• **TASK INSTRUCTIONS**: Write out, word for word, the stretch of the worker interface text from "- Description: Initiates" through "layer’s KV cache.".

• **TEXT PROVIDED**:
++++++++

2. Worker Interface (`KvCacheConnectorWorker`)#

These methods run on all workers (GPU processes) and interact with the actual GPU data.

register_kv_caches(self, kv_cache_tensor: torch.Tensor)
- Description: Called at initialization. Provides the worker with the GPU KV cache tensors.
- Arguments: kv_cache_tensor is the underlying storage tensor for the KV cache.
start_load_kv(self, stream: torch.cuda.Stream)
- Description: Initiates the loading of KV blocks from the external source into the GPU memory.
- Arguments: stream is the CUDA stream where the forward pass is executed in.
wait_for_layer_load(self, layer_idx: int, stream: torch.cuda.Stream)
- Description: A synchronization point. Ensures that the KV cache for a specific layer is fully loaded before the model attempts to perform the forward pass on that layer.
save_kv_layer(self, layer_idx: int, stream: torch.cuda.Stream)
- Description: Triggers the saving of a specific layer’s KV cache.
wait_for_save(self, stream: torch.cuda.Stream)
- Description: A synchronization point to ensure all save operations are enqueued or completed.
get_finished(self, finished_gen_req_ids, started_loading_req_ids) -> tuple[list[int], list[int]]
- Description: Polled by the runtime to check the status of asynchronous operations.
- Returns: Two lists of request IDs: those that have finished saving, and those that have finished loading.

Example Implementation#

The file examples/llm-api/llm_kv_cache_connector.py provides a reference implementation of a Persistent KV Cache.

Overview#

This example implements a file-system based KV cache. 1.Save: When a request finishes or needs to be swapped out, its KV blocks are saved to disk as .pt files. 2.Load: When a new request arrives with the same prompt prefix, the connector identifies the cached files and loads them back into GPU memory, skipping re-computation.

++++++++

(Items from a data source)
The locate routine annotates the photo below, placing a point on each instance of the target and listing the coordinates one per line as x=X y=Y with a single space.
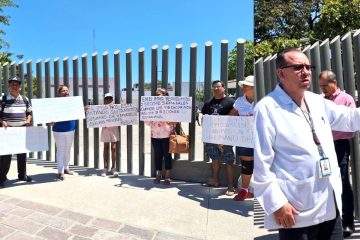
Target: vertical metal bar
x=192 y=89
x=48 y=95
x=39 y=94
x=224 y=63
x=117 y=101
x=325 y=55
x=259 y=80
x=6 y=77
x=355 y=164
x=21 y=75
x=154 y=60
x=106 y=72
x=207 y=83
x=76 y=93
x=56 y=76
x=95 y=84
x=66 y=71
x=240 y=64
x=165 y=67
x=84 y=74
x=336 y=61
x=129 y=128
x=29 y=84
x=141 y=59
x=315 y=60
x=267 y=74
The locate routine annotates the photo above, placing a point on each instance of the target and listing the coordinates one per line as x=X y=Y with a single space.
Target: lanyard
x=312 y=127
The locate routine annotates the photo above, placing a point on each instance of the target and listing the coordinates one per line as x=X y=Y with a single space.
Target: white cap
x=108 y=95
x=248 y=81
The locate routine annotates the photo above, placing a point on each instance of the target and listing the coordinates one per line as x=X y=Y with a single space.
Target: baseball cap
x=248 y=81
x=17 y=79
x=108 y=95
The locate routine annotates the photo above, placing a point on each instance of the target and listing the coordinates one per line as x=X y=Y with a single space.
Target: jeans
x=161 y=151
x=342 y=148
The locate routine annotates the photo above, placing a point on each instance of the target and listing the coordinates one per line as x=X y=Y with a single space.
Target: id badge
x=325 y=169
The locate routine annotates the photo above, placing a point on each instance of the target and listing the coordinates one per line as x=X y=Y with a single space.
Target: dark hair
x=218 y=81
x=331 y=77
x=280 y=57
x=61 y=87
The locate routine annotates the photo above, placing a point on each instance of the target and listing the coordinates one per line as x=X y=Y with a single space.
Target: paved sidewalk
x=88 y=206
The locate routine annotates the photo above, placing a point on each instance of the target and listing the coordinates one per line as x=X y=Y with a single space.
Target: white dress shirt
x=286 y=158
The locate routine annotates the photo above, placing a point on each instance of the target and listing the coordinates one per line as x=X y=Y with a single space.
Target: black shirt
x=218 y=106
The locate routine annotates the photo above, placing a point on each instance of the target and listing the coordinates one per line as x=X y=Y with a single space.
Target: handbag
x=179 y=143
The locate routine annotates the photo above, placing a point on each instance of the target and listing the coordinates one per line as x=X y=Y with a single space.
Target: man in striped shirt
x=15 y=112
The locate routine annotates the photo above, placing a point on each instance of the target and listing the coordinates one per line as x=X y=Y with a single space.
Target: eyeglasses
x=300 y=67
x=216 y=87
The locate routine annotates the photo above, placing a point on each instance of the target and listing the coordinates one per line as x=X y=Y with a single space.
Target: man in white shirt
x=296 y=175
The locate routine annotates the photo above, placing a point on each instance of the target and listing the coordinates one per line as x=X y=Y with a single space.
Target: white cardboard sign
x=111 y=115
x=58 y=109
x=228 y=130
x=23 y=139
x=166 y=108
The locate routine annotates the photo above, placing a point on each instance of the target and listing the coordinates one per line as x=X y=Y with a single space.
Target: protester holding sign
x=160 y=133
x=109 y=136
x=220 y=105
x=64 y=137
x=15 y=112
x=244 y=106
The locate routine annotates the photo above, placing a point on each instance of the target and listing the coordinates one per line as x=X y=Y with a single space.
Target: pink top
x=342 y=98
x=160 y=129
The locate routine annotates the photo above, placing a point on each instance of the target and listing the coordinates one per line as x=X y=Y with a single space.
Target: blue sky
x=41 y=29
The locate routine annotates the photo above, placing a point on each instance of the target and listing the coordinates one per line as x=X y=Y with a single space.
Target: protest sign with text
x=58 y=109
x=23 y=139
x=166 y=108
x=228 y=130
x=111 y=115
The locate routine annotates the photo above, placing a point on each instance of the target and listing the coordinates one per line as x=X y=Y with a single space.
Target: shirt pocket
x=302 y=194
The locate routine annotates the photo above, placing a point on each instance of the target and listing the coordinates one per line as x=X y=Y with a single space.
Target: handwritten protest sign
x=111 y=115
x=23 y=139
x=165 y=108
x=228 y=130
x=47 y=110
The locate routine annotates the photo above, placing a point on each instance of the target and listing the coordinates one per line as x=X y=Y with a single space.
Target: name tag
x=325 y=169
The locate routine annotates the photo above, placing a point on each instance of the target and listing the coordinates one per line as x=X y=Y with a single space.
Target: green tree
x=291 y=19
x=337 y=18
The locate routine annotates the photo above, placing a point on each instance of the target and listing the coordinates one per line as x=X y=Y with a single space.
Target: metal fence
x=48 y=79
x=342 y=56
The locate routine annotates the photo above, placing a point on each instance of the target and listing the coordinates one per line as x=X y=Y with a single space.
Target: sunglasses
x=300 y=67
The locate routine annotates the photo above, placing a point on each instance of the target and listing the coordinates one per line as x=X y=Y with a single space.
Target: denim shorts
x=244 y=152
x=224 y=153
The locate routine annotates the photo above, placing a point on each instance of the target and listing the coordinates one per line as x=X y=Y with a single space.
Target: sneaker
x=104 y=173
x=114 y=172
x=242 y=195
x=25 y=178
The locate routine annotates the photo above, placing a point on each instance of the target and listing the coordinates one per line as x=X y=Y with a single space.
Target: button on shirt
x=342 y=98
x=244 y=107
x=286 y=159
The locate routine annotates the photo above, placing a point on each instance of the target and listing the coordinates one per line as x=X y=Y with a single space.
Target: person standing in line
x=109 y=136
x=244 y=106
x=160 y=134
x=328 y=85
x=15 y=112
x=296 y=176
x=220 y=105
x=64 y=138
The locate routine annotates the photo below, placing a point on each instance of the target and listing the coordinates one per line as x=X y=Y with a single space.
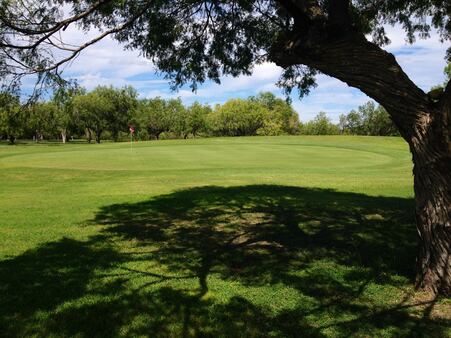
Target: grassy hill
x=262 y=236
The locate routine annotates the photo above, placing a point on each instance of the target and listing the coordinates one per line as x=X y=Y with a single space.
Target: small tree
x=121 y=104
x=11 y=117
x=153 y=116
x=321 y=125
x=197 y=118
x=63 y=98
x=92 y=110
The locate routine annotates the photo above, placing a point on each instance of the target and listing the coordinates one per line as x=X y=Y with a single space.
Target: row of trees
x=108 y=112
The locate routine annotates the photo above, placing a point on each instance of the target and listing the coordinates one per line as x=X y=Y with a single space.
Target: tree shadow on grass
x=249 y=261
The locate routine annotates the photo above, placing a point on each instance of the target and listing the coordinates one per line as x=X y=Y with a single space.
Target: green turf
x=251 y=237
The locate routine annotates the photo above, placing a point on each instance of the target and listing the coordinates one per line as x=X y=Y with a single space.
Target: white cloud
x=107 y=63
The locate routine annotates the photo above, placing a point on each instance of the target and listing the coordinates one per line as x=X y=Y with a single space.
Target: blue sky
x=106 y=63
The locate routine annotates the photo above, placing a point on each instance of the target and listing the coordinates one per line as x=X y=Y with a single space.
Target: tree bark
x=423 y=123
x=98 y=135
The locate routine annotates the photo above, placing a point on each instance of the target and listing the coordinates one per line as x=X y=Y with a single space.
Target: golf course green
x=290 y=236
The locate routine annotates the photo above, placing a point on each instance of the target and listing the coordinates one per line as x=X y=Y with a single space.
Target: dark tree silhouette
x=195 y=40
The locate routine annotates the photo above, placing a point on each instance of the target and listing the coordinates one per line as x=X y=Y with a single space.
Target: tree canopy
x=194 y=40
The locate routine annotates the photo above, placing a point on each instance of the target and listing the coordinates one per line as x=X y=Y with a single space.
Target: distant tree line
x=108 y=113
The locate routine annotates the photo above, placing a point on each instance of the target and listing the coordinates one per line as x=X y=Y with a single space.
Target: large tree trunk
x=432 y=177
x=422 y=122
x=431 y=152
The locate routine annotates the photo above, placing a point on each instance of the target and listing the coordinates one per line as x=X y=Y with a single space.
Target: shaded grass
x=249 y=261
x=250 y=237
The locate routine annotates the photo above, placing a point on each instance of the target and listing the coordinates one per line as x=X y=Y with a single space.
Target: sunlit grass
x=276 y=236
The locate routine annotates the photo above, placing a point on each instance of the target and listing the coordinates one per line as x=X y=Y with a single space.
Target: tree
x=41 y=119
x=368 y=120
x=237 y=117
x=11 y=117
x=282 y=118
x=321 y=125
x=121 y=103
x=197 y=118
x=92 y=111
x=192 y=41
x=154 y=116
x=63 y=98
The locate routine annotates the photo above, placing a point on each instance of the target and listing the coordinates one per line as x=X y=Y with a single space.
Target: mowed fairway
x=226 y=237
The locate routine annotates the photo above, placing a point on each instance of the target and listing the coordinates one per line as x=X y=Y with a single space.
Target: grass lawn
x=227 y=237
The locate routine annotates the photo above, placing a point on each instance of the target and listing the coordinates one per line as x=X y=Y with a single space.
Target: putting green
x=221 y=237
x=150 y=156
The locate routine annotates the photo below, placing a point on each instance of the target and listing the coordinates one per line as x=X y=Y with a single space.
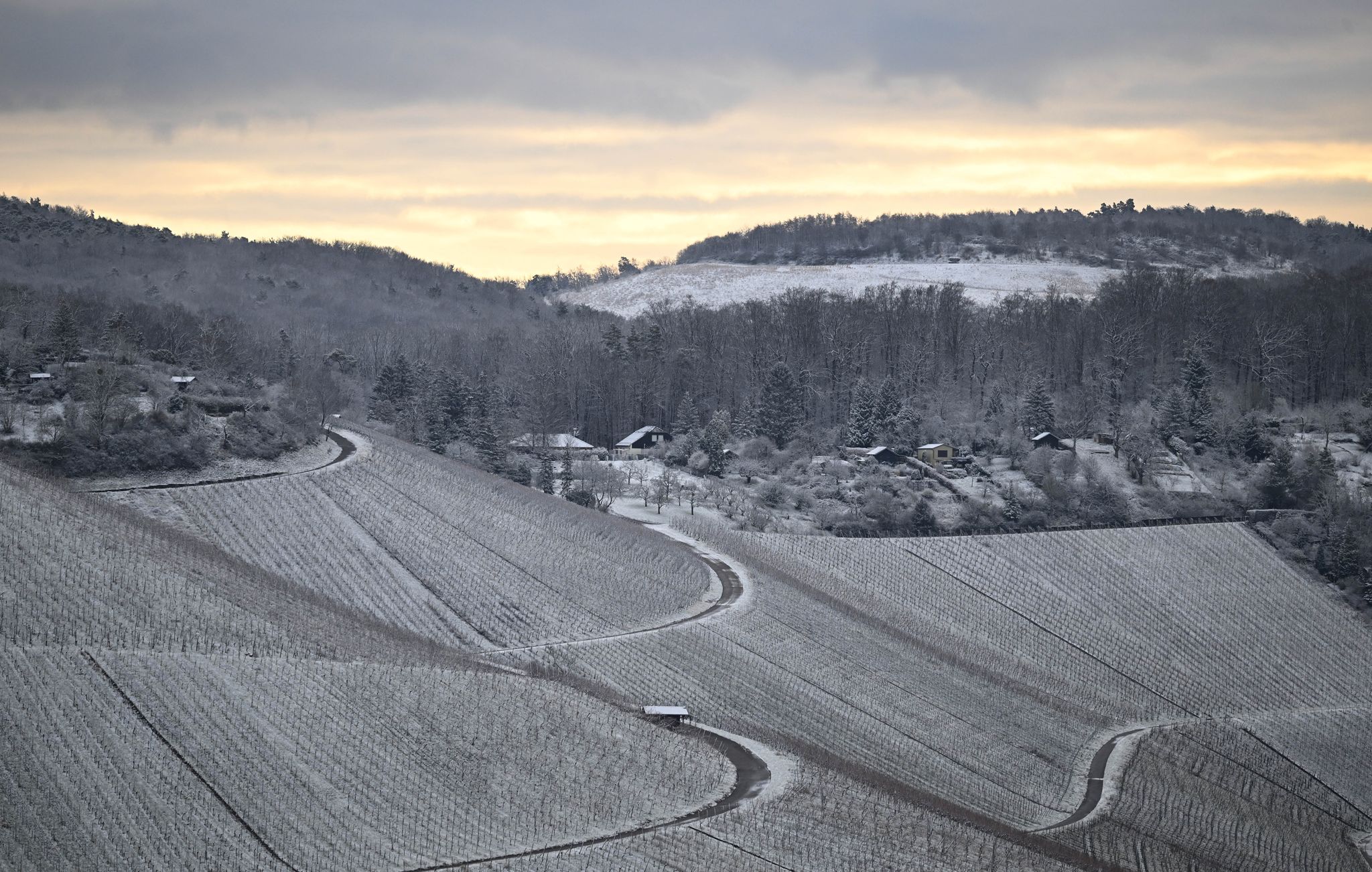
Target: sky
x=510 y=139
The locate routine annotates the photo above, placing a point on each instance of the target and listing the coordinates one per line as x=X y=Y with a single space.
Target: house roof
x=644 y=431
x=549 y=441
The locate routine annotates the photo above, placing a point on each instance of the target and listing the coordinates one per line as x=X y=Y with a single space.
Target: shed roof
x=644 y=431
x=549 y=441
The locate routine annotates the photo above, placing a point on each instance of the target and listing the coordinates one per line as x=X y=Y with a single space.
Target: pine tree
x=1345 y=559
x=564 y=475
x=1038 y=408
x=996 y=405
x=888 y=405
x=746 y=424
x=688 y=416
x=862 y=416
x=287 y=358
x=1174 y=420
x=545 y=474
x=614 y=342
x=782 y=408
x=62 y=331
x=1199 y=402
x=712 y=442
x=1249 y=439
x=1278 y=483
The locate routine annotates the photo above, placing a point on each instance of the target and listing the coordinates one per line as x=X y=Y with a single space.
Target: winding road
x=751 y=772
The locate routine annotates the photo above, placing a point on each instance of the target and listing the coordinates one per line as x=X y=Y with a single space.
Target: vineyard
x=401 y=664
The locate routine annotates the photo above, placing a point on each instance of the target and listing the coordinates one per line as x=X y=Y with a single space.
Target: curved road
x=342 y=442
x=751 y=771
x=751 y=780
x=732 y=589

++++++++

• **TASK RESULT**:
- Description: Initiates the loading of KV blocks from the external source into the GPU memory.
- Arguments: stream is the CUDA stream where the forward pass is executed in.
wait_for_layer_load(self, layer_idx: int, stream: torch.cuda.Stream)
- Description: A synchronization point. Ensures that the KV cache for a specific layer is fully loaded before the model attempts to perform the forward pass on that layer.
save_kv_layer(self, layer_idx: int, stream: torch.cuda.Stream)
- Description: Triggers the saving of a specific layer’s KV cache.